Records from a dataset
--- START ---

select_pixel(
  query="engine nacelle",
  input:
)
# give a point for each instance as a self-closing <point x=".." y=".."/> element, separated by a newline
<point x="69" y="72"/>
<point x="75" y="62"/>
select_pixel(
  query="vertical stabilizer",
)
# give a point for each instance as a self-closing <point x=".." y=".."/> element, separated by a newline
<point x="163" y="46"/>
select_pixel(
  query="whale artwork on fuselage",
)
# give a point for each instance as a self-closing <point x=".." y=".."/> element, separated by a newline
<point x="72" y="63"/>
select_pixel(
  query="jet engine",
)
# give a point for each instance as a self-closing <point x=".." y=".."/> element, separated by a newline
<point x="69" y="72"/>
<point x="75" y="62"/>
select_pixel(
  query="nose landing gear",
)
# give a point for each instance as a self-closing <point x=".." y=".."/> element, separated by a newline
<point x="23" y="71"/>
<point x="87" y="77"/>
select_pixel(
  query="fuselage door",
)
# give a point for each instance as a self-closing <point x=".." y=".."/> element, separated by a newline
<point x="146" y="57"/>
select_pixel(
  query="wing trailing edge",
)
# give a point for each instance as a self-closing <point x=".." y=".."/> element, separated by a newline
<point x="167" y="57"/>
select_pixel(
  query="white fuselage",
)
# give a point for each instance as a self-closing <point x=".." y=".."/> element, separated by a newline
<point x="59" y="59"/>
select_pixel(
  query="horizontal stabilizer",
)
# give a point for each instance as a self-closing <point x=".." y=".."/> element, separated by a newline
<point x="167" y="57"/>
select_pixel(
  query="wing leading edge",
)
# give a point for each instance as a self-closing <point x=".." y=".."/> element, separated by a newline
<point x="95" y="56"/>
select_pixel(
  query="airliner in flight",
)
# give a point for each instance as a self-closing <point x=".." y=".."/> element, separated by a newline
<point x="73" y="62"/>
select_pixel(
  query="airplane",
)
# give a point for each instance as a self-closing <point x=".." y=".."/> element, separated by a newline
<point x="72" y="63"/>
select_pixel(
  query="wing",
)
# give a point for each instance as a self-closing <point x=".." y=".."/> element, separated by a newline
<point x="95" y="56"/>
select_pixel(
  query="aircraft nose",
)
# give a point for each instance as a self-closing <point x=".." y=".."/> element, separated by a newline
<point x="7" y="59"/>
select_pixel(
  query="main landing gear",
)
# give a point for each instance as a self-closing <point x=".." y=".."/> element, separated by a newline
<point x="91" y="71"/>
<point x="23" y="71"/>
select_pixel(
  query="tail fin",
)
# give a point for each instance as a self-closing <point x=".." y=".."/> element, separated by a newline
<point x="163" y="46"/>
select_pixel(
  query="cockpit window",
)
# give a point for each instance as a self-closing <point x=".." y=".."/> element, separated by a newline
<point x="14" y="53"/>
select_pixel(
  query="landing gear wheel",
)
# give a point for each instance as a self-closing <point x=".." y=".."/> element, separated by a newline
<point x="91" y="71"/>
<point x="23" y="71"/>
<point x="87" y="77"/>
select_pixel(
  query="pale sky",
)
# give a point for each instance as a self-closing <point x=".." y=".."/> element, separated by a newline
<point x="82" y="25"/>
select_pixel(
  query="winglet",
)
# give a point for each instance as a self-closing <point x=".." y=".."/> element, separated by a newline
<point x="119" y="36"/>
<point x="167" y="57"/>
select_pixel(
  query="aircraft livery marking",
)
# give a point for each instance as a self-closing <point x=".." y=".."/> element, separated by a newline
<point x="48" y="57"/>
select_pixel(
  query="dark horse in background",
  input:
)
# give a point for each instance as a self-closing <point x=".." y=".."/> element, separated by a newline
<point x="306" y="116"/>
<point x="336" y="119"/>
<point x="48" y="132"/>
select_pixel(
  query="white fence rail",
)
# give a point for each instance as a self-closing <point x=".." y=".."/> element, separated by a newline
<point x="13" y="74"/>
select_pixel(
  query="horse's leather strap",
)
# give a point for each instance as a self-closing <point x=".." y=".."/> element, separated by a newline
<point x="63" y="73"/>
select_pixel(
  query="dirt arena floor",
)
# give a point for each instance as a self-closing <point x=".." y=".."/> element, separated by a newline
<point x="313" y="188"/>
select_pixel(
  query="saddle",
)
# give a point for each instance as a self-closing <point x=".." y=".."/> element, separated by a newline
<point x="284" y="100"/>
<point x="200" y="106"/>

--- END ---

=== What is expected ===
Render the whole set of entries again, exactly as given.

=== Written response ===
select_pixel(
  query="engine nacelle",
  input:
)
# give a point for each instance as a self-closing <point x=".." y=".."/> element, separated by a newline
<point x="69" y="72"/>
<point x="75" y="62"/>
select_pixel(
  query="vertical stabilizer",
)
# give a point for each instance as a self-closing <point x=".." y=".."/> element, separated by a newline
<point x="163" y="46"/>
select_pixel(
  query="whale artwork on fuselage",
)
# give a point for each instance as a self-closing <point x=".." y=".."/> element, separated by a newline
<point x="72" y="63"/>
select_pixel(
  query="jet engine",
)
# give a point for each instance as a self-closing <point x=".." y=".."/> element, separated by a newline
<point x="69" y="72"/>
<point x="75" y="62"/>
select_pixel(
  query="nose landing gear",
)
# give a point for each instance as a self-closing <point x=".." y=".."/> element, separated by a newline
<point x="23" y="71"/>
<point x="87" y="77"/>
select_pixel(
  query="fuselage door",
)
# give a point for each instance as a self-closing <point x=".." y=".."/> element, separated by a newline
<point x="146" y="57"/>
select_pixel(
  query="wing trailing edge",
)
# give a point for each instance as a self-closing <point x=".." y=".."/> element, separated by a newline
<point x="167" y="57"/>
select_pixel(
  query="white fuselage",
)
# give a point for each instance as a self-closing <point x=".." y=".."/> element, separated by a newline
<point x="59" y="59"/>
select_pixel(
  query="horizontal stabilizer",
)
# give a point for each instance as a self-closing <point x=".." y=".."/> element, separated by a newline
<point x="167" y="57"/>
select_pixel(
  query="wing leading edge",
)
# give a point for each instance as a self-closing <point x=".." y=".."/> element, separated by a newline
<point x="95" y="56"/>
select_pixel(
  query="airliner in flight",
)
# give a point for each instance as a self-closing <point x=".." y=".."/> element, separated by a newline
<point x="73" y="62"/>
select_pixel(
  query="airplane",
)
# give a point for each instance as a self-closing <point x=".." y=".."/> element, separated by a newline
<point x="72" y="63"/>
select_pixel(
  query="wing",
)
# give a point for each instance as a self-closing <point x=".." y=".."/> element, separated by a newline
<point x="95" y="56"/>
select_pixel(
  query="aircraft nose",
)
# give a point for each instance as a self-closing <point x=".." y=".."/> element, separated by a newline
<point x="7" y="59"/>
select_pixel(
  query="main landing gear",
)
# give a point for each instance as a self-closing <point x=".." y=".."/> element, separated by a newline
<point x="91" y="71"/>
<point x="23" y="71"/>
select_pixel(
  query="tail fin",
)
# give a point for each instance as a self-closing <point x=".." y=".."/> element, separated by a newline
<point x="163" y="46"/>
select_pixel(
  query="cockpit window",
)
# give a point for each instance as a self-closing <point x=".." y=".."/> element, separated by a newline
<point x="14" y="53"/>
select_pixel(
  query="landing gear wheel",
)
# give a point for each instance as a self-closing <point x=".." y=".."/> element, separated by a newline
<point x="91" y="71"/>
<point x="23" y="71"/>
<point x="87" y="77"/>
select_pixel(
  query="pale sky",
)
# give a point for each instance as a self-closing <point x=".." y=".."/> element, separated by a newline
<point x="82" y="25"/>
select_pixel(
  query="winglet",
)
# give a point for each instance as a self-closing <point x=".." y=".."/> element, separated by a newline
<point x="119" y="36"/>
<point x="167" y="57"/>
select_pixel(
  query="aircraft livery marking",
)
# give a point for each instance as a self-closing <point x=".." y=".."/> element, separated by a newline
<point x="48" y="57"/>
select_pixel(
  query="dark horse in background",
  input:
)
# give a point for each instance as a self-closing <point x=".." y=".."/> element, separated by a newline
<point x="306" y="116"/>
<point x="336" y="119"/>
<point x="48" y="132"/>
select_pixel(
  query="white fence rail",
)
# give a point for each instance as a self-closing <point x=".." y=".."/> element, separated by a newline
<point x="13" y="74"/>
select_pixel(
  query="horse's leather strap",
)
# give a point for each instance as a self-closing <point x=".." y=".."/> element, separated by a newline
<point x="63" y="73"/>
select_pixel(
  query="dirt arena floor",
)
# give a point for each instance as a self-closing <point x=".." y=".."/> element, separated by a newline
<point x="313" y="188"/>
select_pixel(
  query="saddle",
)
# give a point for each instance as a self-closing <point x=".." y=".."/> element, separated by a newline
<point x="284" y="100"/>
<point x="200" y="106"/>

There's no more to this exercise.